[Dataset items]
──────────

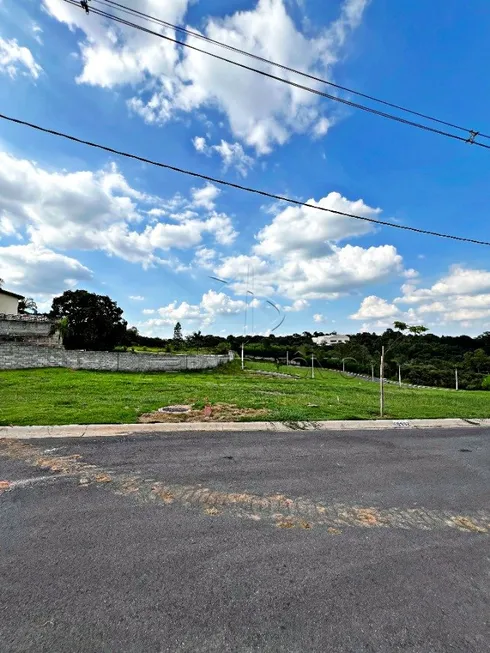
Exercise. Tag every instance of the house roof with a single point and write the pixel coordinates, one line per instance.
(10, 294)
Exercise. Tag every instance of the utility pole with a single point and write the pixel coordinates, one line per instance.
(381, 386)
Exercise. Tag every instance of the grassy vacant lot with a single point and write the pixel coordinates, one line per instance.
(59, 396)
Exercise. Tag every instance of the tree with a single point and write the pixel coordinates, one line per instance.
(89, 321)
(27, 306)
(178, 332)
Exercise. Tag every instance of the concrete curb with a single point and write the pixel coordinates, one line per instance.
(117, 430)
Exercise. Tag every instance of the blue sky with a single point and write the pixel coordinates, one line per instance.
(152, 239)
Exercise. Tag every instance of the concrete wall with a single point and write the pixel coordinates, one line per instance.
(16, 357)
(8, 304)
(29, 329)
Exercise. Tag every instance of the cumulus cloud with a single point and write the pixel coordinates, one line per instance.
(212, 305)
(260, 112)
(100, 210)
(340, 271)
(296, 306)
(459, 281)
(35, 270)
(205, 197)
(232, 154)
(298, 228)
(297, 255)
(460, 298)
(15, 59)
(375, 308)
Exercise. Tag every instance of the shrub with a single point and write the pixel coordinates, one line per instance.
(485, 384)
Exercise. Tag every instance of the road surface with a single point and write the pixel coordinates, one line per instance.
(303, 541)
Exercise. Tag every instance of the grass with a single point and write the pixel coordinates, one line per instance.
(61, 396)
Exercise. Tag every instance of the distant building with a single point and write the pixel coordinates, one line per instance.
(25, 329)
(9, 302)
(334, 339)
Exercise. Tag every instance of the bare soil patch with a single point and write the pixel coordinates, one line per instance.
(215, 413)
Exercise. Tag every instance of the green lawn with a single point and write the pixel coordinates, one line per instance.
(59, 396)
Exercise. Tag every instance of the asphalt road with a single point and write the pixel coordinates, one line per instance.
(335, 542)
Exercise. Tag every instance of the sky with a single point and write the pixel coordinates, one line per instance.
(168, 247)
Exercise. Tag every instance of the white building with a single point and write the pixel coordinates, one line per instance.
(9, 302)
(334, 339)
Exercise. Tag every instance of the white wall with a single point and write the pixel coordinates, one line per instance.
(8, 304)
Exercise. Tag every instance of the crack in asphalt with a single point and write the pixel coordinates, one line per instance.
(276, 509)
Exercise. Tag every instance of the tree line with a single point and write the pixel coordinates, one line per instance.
(90, 321)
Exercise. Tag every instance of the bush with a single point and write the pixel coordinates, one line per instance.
(222, 348)
(485, 384)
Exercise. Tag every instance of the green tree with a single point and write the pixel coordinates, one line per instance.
(178, 333)
(477, 360)
(90, 321)
(27, 306)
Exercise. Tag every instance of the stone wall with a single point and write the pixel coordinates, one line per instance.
(29, 329)
(17, 357)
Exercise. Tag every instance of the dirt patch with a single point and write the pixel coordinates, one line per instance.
(214, 413)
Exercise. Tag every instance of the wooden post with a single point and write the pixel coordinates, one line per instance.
(381, 386)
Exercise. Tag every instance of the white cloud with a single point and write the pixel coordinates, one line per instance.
(375, 308)
(300, 228)
(296, 306)
(199, 143)
(212, 305)
(101, 210)
(36, 270)
(205, 197)
(460, 299)
(232, 154)
(15, 58)
(340, 271)
(205, 258)
(37, 31)
(459, 281)
(260, 112)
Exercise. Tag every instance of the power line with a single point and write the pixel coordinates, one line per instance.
(188, 32)
(230, 184)
(329, 96)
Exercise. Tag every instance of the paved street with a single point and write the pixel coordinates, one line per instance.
(303, 541)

──────────

Exercise. Strip out the pictures and quote the remaining data word for word.

Task result.
Exercise. Tag every instance of the house roof with a single point and write the pixel coordinates, one line per instance.
(10, 294)
Exercise. Tag every instance of the utility pole with a single point and write the pixel coordinates, one line per instance.
(381, 386)
Exercise. Tag every instance of the grassy vacant lot with a single point and write the pixel coordinates, one line per instance.
(59, 396)
Exercise. Tag every instance of the tree with a single point and write the pixel coordinates, one line per instance.
(89, 321)
(27, 306)
(178, 332)
Exercise. Tag every instance of the concrete curb with a single point and write the pixel coordinates, one line per instance.
(117, 430)
Exercise. Tag every instance of the blue sky with a single point and write the pixel coordinates, one line per instance.
(152, 239)
Exercise. Tag every instance of the concrete wall with a single point and write the pixel coordinates, one line per instance.
(16, 357)
(8, 304)
(29, 329)
Exercise. Tag every instance of the cumulus cloud with a single point and write the pixel coordinates, one line per instance.
(212, 305)
(260, 112)
(100, 210)
(340, 271)
(296, 306)
(459, 281)
(35, 270)
(205, 197)
(232, 154)
(298, 228)
(297, 255)
(460, 298)
(15, 59)
(375, 308)
Exercise. Tag every instance of the shrub with a single point and write the pixel coordinates, one line per instance.
(485, 384)
Exercise. Tag every instance of the road surface with a single point and write the pixel coordinates, one line per instance.
(303, 541)
Exercise. Tag every instance of the grass with a single point and write the pixel coordinates, one line per instance.
(61, 396)
Exercise. Tag every instance of the distant building with a single point and write the pixel coordinates, one line per instance.
(25, 329)
(9, 302)
(334, 339)
Exercise. Tag every instance of the bare soil patch with a single point and write the pixel coordinates, one line per instance.
(215, 413)
Exercise. Tag every instance of the green lawn with a single point and write the pixel coordinates, one line per instance.
(59, 396)
Exercise. Tag every instance of the asphalt road with a single point and write the pixel coordinates, one line per instance.
(335, 542)
Exercise. Tag every instance of the sky with a single point and write the pixel coordinates, one line per instance.
(168, 247)
Exercise. Tag every instance of the white building with a single point and write the pixel coordinates, one line per instance.
(9, 302)
(334, 339)
Exercise. Tag every instance of the white wall with a single point and write the pixel coordinates, one line per instance.
(8, 304)
Exercise. Tag every instance of the crack in asphalt with a single point and write the pixel coordinates, one line per instance.
(276, 509)
Exercise. Tag every instance of the tree line with a single point and write the pixel coordinates, one line per instance.
(90, 321)
Exercise. Tag every instance of the bush with a single point and write the pixel coordinates, one line per instance.
(222, 348)
(485, 384)
Exercise. Tag every instance of the green tree with a single point and write the pixel coordinates, one line per instance.
(178, 333)
(477, 360)
(90, 321)
(27, 306)
Exercise. Tag every instance of the stone wall with a single point and write the pixel coordinates, one line per instance.
(29, 329)
(17, 357)
Exercise. Tag every instance of the dirt patch with a single point and write the pixel coordinates, one line per instance.
(214, 413)
Exercise. Tag every instance of the wooden post with a single point and write the pixel coordinates, one line per instance.
(381, 386)
Exercise. Tag every instance of the white cloud with a single point and write the pixel coordinates, one line per instance.
(375, 308)
(300, 228)
(296, 306)
(199, 143)
(212, 305)
(101, 210)
(36, 270)
(205, 197)
(460, 299)
(232, 154)
(15, 58)
(340, 271)
(205, 258)
(37, 31)
(459, 281)
(260, 112)
Exercise. Tag every instance of the power line with a single point and write the pixel coordinates, one line per instance.
(188, 32)
(230, 184)
(329, 96)
Exercise. Tag every instance of the paved street with a single point and write the pixel coordinates, one line per instance.
(303, 541)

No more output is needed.